— Excerpt to read —
________________________________________

With the new shader editor in Firefox 27 (available now in Aurora), WebGL tools are taking a big step in the right direction. This article reviews the current state of WebGL debugging and profiling tools with a focus on their use for real engines, not simple demos. In particular, our engine creates shaders dynamically; uses WebGL extensions like Vertex Array Objects; dynamically creates, updates, and deletes 100’s of MB of vertex buffers and textures; renders to different framebuffers; and uses web workers. We’re only interested in tools that provide useful results for our real-world needs.

Firefox WebGL Shader Editor

The Firefox WebGL Shader Editor allows us to view all shader programs in a WebGL app, edit them in real-time, and mouse over them to see what parts of the scene were drawn using them.

What I like most about it is it actually works. Scenes in our engine usually have 10-50 procedurally-generated shaders that can be up to ~1,000 lines. The shader editor handles this smoothly and automatically updates when new shaders are created.

The skybox shader is shown in the editor and the geometry is highlighted in red. (Click on any image for its full-screen version.)

I was very impressed to see the shader editor also work on the Epic Citadel demo, which has 249 shaders, some of which are ~2,000 lines.

Live editing is, of course, limited. For example, we can’t add new uniforms and attributes and provide data for them; however, we can add new varying variables to pass data between vertex and fragment shaders.

Given that the editor needs to recompile after our edits, attribute and uniform locations could change, e.g., if uniforms are optimized out, which would break most apps (unless the app is querying these every frame, which is a terrible performance idea). However, the editor seems to handle remapping under-the-hood since removing uniforms doesn’t break other uniforms.

________________________________________

— Things to do —
[1] From the WebGL tools article, extract the part that opens with the words containing "With the new" and closes with "our real-world needs.".
[2] Render this sentence from the WebGL tools article in Spanish: "The Firefox WebGL Shader Editor allows us to view all shader programs in a WebGL app, edit them in real-time, and mouse over them to see what parts of the scene were drawn using them."
[3] Answer these from the WebGL tools article:
(a) In which Firefox version does the new shader editor appear?
(b) How many shaders does the Epic Citadel demo have?
(c) What kind of variables can be added during live editing?

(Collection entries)
________________________________________

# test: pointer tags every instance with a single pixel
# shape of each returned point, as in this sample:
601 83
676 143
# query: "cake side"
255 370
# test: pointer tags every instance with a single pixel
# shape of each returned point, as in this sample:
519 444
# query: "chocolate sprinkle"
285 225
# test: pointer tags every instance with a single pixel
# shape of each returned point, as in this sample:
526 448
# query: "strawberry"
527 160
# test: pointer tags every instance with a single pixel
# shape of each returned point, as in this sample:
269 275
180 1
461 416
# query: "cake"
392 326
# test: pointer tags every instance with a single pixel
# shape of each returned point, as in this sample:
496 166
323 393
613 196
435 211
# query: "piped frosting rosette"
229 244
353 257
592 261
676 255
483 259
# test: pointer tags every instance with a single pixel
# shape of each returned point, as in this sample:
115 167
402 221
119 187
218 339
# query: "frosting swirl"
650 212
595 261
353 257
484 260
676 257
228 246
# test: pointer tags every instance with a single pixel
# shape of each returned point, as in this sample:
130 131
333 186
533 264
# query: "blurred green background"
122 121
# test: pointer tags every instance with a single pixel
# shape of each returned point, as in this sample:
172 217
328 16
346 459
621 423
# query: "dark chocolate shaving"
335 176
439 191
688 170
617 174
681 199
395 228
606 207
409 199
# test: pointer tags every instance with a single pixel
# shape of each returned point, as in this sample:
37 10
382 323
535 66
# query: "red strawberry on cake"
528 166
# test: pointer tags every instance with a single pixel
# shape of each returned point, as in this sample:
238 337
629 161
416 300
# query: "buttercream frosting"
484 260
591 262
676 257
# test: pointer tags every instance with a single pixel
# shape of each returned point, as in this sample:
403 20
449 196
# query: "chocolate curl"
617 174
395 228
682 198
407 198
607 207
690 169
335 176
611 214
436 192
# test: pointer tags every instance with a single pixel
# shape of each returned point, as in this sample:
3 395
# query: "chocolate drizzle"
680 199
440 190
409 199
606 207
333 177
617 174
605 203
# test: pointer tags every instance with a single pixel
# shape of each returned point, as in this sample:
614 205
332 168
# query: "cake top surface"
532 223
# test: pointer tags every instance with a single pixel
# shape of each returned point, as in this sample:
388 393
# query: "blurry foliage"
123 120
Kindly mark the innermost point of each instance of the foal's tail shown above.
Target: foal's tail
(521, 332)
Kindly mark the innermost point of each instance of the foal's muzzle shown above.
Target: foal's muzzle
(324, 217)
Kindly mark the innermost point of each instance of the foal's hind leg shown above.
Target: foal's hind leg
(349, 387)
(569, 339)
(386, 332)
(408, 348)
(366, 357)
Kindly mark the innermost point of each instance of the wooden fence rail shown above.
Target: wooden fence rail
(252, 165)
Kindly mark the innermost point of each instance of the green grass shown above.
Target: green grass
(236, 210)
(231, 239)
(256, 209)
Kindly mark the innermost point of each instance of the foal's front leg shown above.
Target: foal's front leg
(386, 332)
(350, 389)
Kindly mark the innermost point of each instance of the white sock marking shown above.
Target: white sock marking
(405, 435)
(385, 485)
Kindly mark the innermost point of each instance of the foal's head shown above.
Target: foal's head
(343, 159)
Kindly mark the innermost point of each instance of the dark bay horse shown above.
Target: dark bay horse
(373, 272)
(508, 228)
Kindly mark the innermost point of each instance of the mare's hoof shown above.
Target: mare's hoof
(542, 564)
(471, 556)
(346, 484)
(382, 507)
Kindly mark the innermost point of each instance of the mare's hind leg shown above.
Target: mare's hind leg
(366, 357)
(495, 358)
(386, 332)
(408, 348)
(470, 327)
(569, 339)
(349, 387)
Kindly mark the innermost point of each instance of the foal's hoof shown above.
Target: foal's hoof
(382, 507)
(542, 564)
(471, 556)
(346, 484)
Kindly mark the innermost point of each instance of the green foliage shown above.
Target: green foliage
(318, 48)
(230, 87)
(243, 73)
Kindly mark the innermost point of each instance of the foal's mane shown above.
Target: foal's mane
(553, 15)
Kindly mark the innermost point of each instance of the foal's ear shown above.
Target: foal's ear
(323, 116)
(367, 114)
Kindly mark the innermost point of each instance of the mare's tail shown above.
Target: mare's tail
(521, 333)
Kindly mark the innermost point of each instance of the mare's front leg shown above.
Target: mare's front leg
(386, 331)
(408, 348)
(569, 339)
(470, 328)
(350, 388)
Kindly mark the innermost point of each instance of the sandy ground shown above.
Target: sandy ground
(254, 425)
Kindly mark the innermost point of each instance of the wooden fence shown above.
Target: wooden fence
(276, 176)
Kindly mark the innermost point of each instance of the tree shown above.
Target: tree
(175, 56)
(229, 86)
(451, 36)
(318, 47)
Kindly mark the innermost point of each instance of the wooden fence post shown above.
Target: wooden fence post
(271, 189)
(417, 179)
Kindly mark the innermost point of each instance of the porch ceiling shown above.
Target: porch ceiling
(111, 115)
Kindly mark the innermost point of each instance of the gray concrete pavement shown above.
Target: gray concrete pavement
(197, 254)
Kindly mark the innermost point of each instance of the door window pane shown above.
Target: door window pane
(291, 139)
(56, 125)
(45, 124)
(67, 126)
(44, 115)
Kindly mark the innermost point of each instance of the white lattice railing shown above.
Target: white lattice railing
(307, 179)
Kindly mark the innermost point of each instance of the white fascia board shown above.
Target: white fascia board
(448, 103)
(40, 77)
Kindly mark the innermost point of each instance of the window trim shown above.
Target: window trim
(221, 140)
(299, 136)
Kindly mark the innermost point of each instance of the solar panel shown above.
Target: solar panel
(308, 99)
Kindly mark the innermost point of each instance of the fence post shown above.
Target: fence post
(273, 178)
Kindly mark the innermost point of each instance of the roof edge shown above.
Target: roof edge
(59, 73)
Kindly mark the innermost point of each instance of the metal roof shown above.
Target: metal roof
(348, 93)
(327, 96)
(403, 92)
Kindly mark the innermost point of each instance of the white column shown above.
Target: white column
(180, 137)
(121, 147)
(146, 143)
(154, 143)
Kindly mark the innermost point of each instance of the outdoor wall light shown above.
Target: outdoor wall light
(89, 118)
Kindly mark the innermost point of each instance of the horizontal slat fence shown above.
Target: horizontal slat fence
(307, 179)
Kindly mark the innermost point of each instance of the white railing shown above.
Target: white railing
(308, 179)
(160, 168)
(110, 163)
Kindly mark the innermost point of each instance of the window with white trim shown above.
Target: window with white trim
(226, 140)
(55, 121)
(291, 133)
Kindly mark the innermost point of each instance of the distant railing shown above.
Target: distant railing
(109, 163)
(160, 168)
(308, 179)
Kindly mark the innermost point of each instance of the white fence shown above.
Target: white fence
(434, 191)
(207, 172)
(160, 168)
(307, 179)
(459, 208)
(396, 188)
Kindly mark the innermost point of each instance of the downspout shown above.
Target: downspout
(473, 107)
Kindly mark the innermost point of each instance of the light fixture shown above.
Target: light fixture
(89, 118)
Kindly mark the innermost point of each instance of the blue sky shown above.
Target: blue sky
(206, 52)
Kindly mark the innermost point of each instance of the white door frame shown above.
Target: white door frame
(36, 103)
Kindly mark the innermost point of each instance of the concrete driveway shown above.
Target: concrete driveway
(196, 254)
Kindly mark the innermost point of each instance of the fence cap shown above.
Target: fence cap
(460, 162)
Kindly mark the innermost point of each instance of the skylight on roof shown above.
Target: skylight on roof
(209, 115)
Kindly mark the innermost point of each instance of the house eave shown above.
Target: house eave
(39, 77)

________________________________________

— Written answers —
[1]
With the new shader editor in Firefox 27 (available now in Aurora), WebGL tools are taking a big step in the right direction. This article reviews the current state of WebGL debugging and profiling tools with a focus on their use for real engines, not simple demos. In particular, our engine creates shaders dynamically; uses WebGL extensions like Vertex Array Objects; dynamically creates, updates, and deletes 100’s of MB of vertex buffers and textures; renders to different framebuffers; and uses web workers. We’re only interested in tools that provide useful results for our real-world needs.

[2] El editor de shaders WebGL de Firefox nos permite ver todos los programas de shaders de una aplicación WebGL, editarlos en tiempo real y pasar el ratón sobre ellos para ver qué partes de la escena se dibujaron con ellos.

[3]
(a) Firefox 27
(b) 249
(c) Varying variables